Artículo:

⟨

Reacciones animales en el hombre: las pasiones
Por estar compuestos de cuerpo y alma, tenemos algo en común con los animales, como también con los Ángeles. En nuestra imaginación y apetito sensitivo —sobre todo en la raíz de nuestras pasiones o emociones— somos semejantes a los animales. Basta estar delante de un objeto que nos atraiga o de otro que nos cause rechazo, para que nuestras emociones y pasiones nos hagan reaccionar de forma irracional.
Un águila, por ejemplo, bajará de las alturas en un vuelo en picado y certero sobre un conejo que corre por el césped. En este acto se encuentra una especie de amor del animal por el alimento, nacido del instinto de conservación, y del cual pueden brotar, a su vez, la alegría, la osadía, así como el odio a los obstáculos y a las contradicciones, el temor, etc. En esas tendencias y reacciones podemos notar una similitud con el mecanismo de nuestras pasiones.
Las pasiones no son siempre avasalladoras, aunque no es raro que lo sean. De suyo son neutras. No obstante, cuando son orientadas, gobernadas y disciplinadas por la voluntad y por la razón, y éstas por la fe, se transforman en poderosos medios para obrar maravillas. En el extremo opuesto —en su desorden— tenemos los vicios, tan frecuentes después del pecado original y, sobre todo, en nuestros días: envidia, celos, mentira, sensualidad, gula, etc.

⟩

Lista de tareas:
- A) Resume en dos oraciones el artículo sobre las pasiones.
- B) Imprime el trozo del artículo sobre las pasiones que empieza en las palabras "Las pasiones no" y termina después de "sensualidad, gula, etc.".
Estos datos vienen de otra fuente.

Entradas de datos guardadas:
⟨

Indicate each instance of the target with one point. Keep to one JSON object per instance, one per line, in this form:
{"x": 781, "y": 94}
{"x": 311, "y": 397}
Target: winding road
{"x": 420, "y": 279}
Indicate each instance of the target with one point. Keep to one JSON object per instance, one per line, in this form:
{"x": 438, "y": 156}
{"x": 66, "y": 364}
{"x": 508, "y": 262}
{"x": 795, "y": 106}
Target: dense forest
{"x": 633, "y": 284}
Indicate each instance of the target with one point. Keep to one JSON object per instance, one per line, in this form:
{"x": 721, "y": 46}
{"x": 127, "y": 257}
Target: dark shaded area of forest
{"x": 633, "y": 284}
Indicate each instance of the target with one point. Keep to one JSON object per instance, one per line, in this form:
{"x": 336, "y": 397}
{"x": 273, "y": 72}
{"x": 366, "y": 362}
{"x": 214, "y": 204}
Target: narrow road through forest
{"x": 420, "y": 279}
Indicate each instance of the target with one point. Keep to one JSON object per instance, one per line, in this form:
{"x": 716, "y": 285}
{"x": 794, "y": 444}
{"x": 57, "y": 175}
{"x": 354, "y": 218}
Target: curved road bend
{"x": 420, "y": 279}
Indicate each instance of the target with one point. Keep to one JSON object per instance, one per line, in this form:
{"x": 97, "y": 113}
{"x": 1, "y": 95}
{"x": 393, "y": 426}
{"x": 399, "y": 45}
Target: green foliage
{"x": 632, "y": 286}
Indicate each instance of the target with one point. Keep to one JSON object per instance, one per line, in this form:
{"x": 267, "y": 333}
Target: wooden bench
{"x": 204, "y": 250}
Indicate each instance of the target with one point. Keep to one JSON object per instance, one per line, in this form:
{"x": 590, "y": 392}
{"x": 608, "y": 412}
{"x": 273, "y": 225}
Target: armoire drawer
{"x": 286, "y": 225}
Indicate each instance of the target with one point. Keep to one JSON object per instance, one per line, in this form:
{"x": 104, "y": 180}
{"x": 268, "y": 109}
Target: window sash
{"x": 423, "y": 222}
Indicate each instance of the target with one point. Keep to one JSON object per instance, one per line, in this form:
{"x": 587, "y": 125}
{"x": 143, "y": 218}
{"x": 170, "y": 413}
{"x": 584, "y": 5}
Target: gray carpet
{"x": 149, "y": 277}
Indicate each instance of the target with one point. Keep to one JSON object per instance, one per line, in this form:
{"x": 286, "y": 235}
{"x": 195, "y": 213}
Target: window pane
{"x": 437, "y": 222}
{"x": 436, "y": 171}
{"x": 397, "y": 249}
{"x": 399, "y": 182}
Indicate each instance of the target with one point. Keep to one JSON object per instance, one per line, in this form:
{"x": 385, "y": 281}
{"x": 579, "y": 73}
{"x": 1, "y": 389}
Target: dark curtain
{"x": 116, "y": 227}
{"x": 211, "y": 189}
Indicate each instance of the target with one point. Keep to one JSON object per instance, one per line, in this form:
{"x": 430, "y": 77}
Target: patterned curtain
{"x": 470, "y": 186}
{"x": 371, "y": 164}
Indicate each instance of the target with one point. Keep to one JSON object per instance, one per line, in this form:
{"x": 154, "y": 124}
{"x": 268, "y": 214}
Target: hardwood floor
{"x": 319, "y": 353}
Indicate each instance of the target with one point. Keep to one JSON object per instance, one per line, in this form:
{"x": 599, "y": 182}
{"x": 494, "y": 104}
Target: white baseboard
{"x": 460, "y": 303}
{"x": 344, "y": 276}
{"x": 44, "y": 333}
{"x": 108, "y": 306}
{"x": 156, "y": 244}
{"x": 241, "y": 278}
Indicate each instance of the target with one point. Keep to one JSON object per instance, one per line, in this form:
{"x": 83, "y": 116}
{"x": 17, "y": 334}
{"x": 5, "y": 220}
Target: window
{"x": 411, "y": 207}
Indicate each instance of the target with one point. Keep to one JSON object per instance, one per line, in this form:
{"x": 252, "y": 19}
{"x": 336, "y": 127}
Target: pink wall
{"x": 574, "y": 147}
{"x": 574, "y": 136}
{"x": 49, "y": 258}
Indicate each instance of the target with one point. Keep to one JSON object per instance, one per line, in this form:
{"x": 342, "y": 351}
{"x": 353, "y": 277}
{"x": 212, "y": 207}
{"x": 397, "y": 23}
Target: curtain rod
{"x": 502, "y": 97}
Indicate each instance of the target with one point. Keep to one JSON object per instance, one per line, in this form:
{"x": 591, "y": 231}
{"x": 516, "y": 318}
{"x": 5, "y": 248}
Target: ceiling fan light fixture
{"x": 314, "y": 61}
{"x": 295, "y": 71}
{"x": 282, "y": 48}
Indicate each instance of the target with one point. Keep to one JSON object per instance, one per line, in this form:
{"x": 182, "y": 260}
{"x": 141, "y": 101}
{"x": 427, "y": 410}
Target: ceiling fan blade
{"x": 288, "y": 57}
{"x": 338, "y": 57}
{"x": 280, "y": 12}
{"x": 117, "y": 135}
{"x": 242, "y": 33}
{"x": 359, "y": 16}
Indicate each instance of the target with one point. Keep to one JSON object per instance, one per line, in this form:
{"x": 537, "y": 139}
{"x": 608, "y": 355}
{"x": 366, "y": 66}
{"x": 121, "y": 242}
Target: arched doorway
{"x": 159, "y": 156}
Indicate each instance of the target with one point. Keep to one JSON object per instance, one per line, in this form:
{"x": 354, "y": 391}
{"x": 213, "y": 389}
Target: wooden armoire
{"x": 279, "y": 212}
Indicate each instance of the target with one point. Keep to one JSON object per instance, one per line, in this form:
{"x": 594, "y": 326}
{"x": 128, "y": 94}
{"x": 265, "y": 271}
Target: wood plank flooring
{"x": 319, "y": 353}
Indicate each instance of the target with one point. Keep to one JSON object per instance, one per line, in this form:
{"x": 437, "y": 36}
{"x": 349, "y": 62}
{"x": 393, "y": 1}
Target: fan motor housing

⟩

Soluciones:
- A) Por tener cuerpo y alma, el ser humano se parece a los animales en sus pasiones y emociones, que ante lo que lo atrae o lo rechaza pueden hacerlo reaccionar de forma irracional, como el águila que se lanza sobre un conejo por instinto de conservación. Las pasiones son neutras de suyo: guiadas por la voluntad, la razón y la fe se vuelven medios poderosos para obrar maravillas, pero en su desorden dan lugar a vicios como la envidia, los celos, la mentira o la gula.

- B)
Las pasiones no son siempre avasalladoras, aunque no es raro que lo sean. De suyo son neutras. No obstante, cuando son orientadas, gobernadas y disciplinadas por la voluntad y por la razón, y éstas por la fe, se transforman en poderosos medios para obrar maravillas. En el extremo opuesto —en su desorden— tenemos los vicios, tan frecuentes después del pecado original y, sobre todo, en nuestros días: envidia, celos, mentira, sensualidad, gula, etc.